* Source document

A 5-year-old Ukrainian girl with a brain tumor was one of several children brought for treatment in the United States after their country was invaded by Russia.
MEMPHIS — When Russia invaded Ukraine, Marija Pyzhyk was still worried mainly about her 5-year-old daughter, Khrystyna, who was being treated for a brain tumor. The family lived in Lviv, the western city near Poland, far from the rockets raining down in the east.
Soon, however, Ms. Pyzhyk was informed that the hospital was about to run out of the medication to treat her daughter; she would have to be evacuated immediately for care in another country, the doctor told her.
“I had truly believed we could continue our medical treatment in Ukraine,” Ms. Pyzhyk recalled.
Khrystyna’s condition, optic glioma, a cancer most common in young children, can cause blindness and even death without consistent therapy to shrink or stabilize the tumor. Khrystyna requires daily oral chemotherapy.

* Instructions for the task
According to the article on the Ukrainian girl with a brain tumor, in which city did the Pyzhyk family live?

Image point grounding records

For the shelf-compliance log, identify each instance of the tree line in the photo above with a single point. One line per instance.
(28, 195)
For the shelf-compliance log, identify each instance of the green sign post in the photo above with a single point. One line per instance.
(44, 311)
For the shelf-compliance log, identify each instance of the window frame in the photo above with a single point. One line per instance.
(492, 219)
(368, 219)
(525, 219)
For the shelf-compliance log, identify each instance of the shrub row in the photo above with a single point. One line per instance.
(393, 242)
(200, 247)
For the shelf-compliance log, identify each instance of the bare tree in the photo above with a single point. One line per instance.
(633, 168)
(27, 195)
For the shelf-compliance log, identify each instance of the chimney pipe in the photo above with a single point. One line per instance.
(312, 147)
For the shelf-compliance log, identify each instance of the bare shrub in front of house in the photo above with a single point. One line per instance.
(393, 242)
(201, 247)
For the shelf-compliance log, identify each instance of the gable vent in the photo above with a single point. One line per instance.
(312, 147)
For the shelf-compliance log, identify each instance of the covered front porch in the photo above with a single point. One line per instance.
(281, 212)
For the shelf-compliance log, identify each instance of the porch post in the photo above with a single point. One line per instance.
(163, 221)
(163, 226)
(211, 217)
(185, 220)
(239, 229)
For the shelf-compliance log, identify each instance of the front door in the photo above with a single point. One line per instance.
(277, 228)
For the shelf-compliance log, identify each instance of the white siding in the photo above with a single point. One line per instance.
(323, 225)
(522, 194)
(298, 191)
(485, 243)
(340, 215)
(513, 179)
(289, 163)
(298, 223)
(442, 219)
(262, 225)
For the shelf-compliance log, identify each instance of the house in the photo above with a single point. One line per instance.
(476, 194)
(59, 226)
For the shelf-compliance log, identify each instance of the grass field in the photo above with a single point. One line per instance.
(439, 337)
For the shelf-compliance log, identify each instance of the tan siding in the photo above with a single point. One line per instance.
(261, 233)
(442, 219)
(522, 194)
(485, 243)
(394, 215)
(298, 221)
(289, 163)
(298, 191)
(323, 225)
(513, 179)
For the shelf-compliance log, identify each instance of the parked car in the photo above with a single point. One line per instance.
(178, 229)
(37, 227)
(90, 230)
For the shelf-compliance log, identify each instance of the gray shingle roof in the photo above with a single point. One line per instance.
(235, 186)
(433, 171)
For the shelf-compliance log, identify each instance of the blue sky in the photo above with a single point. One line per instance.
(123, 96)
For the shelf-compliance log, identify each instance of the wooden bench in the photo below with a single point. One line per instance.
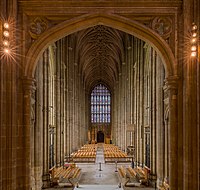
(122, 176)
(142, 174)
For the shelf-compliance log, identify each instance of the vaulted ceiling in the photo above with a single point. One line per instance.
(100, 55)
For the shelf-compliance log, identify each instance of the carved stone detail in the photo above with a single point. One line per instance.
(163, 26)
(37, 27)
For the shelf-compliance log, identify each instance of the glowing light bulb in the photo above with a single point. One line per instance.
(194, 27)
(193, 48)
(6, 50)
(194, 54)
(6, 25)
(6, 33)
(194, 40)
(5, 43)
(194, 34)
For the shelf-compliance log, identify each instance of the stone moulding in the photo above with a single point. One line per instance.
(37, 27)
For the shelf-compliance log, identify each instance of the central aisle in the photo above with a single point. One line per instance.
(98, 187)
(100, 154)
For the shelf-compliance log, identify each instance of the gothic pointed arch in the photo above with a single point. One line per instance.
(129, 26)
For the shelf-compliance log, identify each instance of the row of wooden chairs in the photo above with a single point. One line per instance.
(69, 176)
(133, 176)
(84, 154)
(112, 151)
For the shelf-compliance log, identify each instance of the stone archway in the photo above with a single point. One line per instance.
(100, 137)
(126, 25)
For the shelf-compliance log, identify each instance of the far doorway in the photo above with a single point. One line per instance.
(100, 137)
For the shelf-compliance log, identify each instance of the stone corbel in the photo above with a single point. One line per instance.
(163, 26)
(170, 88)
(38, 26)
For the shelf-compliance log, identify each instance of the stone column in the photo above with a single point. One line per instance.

* * *

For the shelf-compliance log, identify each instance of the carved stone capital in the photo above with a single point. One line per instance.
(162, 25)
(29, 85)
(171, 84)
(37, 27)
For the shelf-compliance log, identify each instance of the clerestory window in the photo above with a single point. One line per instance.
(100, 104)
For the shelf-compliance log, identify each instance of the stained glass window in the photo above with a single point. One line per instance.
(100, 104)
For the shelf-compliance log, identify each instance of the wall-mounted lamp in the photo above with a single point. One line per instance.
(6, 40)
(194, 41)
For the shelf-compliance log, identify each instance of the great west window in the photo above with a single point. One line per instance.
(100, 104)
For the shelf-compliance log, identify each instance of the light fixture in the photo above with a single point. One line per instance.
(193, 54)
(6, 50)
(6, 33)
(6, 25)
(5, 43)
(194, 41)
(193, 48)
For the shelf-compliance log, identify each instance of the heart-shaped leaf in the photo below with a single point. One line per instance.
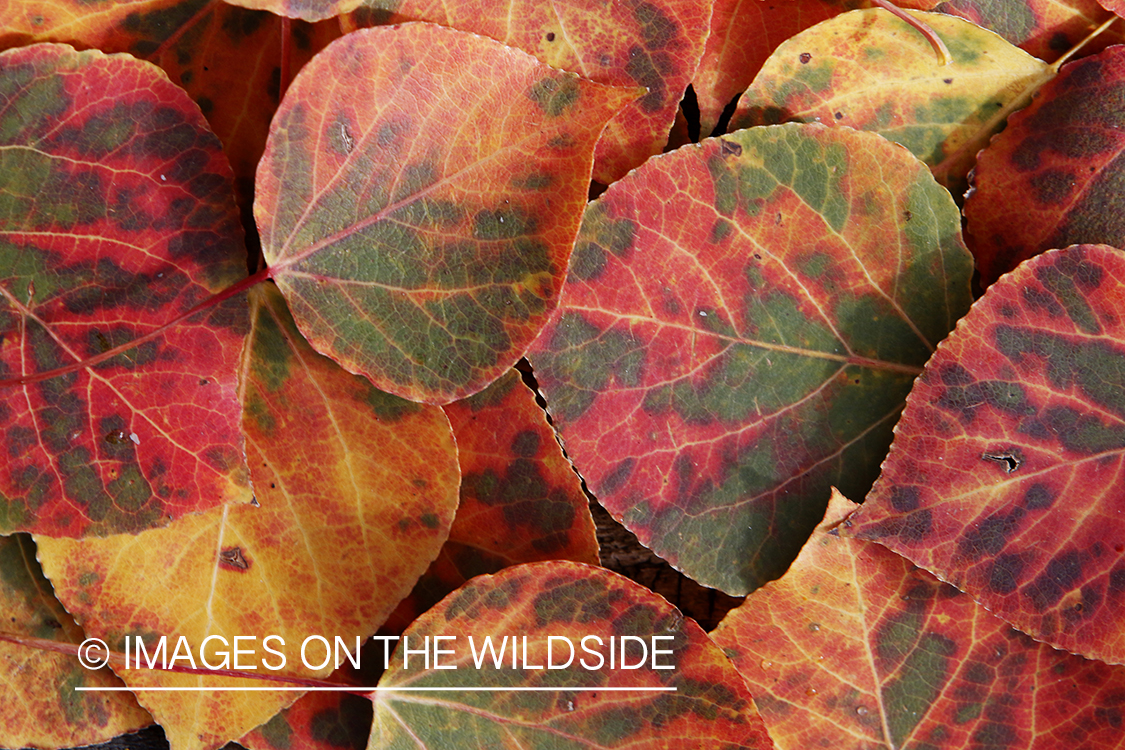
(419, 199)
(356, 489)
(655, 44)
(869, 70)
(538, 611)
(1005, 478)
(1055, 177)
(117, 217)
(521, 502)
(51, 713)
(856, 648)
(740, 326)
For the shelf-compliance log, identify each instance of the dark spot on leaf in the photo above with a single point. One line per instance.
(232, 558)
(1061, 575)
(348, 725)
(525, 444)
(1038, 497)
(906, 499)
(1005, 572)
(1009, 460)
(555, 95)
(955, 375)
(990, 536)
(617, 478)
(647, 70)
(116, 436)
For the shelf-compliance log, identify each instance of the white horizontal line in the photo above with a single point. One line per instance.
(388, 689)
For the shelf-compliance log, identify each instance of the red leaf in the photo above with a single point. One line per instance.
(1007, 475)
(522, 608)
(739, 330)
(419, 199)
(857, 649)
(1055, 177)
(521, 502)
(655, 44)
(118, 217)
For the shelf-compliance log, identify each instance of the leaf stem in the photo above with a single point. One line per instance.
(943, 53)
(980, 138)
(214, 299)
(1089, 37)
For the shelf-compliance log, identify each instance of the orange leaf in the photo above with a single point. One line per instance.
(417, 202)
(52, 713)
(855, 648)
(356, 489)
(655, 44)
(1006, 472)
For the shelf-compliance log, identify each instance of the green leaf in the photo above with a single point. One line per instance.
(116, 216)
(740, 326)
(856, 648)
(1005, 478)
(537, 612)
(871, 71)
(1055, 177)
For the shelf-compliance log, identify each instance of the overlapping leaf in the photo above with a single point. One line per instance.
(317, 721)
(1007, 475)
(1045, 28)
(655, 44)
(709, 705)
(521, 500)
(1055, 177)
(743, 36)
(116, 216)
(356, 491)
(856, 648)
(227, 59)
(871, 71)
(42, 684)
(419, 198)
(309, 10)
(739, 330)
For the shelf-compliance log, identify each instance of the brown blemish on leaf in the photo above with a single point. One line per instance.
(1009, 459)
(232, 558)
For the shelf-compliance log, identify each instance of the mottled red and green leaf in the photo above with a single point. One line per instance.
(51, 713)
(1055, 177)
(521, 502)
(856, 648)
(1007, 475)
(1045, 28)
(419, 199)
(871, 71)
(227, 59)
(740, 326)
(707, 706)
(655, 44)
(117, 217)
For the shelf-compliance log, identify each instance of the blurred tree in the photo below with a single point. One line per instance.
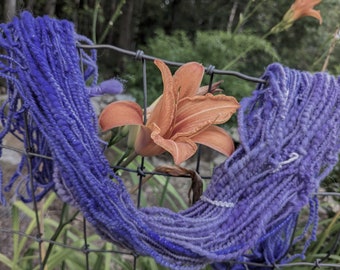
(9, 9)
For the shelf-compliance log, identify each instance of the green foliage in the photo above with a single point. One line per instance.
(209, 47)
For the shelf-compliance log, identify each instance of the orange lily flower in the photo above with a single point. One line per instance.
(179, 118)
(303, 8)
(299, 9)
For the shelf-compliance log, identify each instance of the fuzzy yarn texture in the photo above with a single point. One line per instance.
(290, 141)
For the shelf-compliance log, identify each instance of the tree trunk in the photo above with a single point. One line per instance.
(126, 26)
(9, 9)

==

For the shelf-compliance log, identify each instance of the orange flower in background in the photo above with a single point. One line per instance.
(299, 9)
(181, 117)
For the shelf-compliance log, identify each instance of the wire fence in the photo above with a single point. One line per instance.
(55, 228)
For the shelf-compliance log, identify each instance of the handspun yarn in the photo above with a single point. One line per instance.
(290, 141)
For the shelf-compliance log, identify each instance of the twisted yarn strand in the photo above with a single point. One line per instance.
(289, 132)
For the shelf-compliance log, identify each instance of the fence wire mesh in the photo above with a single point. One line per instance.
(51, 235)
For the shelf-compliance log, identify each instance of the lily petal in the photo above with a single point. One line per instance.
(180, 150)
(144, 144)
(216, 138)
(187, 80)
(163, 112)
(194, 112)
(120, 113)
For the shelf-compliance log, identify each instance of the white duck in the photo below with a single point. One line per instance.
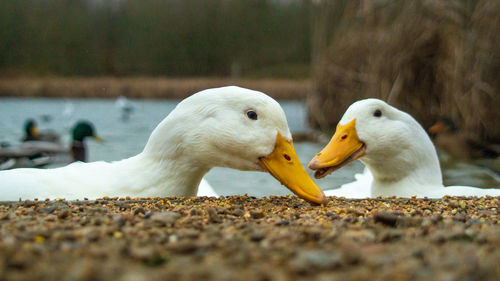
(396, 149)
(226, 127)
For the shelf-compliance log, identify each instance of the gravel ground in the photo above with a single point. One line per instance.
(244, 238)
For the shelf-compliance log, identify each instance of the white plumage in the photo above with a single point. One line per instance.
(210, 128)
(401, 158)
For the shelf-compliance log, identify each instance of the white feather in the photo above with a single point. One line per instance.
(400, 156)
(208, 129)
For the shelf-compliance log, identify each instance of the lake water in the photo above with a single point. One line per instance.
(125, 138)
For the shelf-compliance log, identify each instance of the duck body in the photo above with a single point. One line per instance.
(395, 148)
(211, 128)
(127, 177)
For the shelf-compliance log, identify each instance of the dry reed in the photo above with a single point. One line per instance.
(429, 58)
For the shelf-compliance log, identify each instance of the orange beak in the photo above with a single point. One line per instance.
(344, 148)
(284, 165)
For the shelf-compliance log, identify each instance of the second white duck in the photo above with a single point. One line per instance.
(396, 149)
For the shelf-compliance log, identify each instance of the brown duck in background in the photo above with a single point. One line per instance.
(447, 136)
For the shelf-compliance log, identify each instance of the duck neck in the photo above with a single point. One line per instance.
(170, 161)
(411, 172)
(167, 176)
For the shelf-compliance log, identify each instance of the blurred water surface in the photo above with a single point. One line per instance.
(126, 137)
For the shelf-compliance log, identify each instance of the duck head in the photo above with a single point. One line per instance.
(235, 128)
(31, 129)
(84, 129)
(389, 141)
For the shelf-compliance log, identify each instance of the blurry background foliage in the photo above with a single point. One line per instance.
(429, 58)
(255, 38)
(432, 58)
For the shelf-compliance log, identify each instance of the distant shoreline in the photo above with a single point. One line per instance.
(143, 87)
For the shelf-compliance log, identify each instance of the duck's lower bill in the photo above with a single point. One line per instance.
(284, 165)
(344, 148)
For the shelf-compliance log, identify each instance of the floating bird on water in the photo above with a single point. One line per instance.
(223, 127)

* Output of the task
Lviv, the western city near Poland.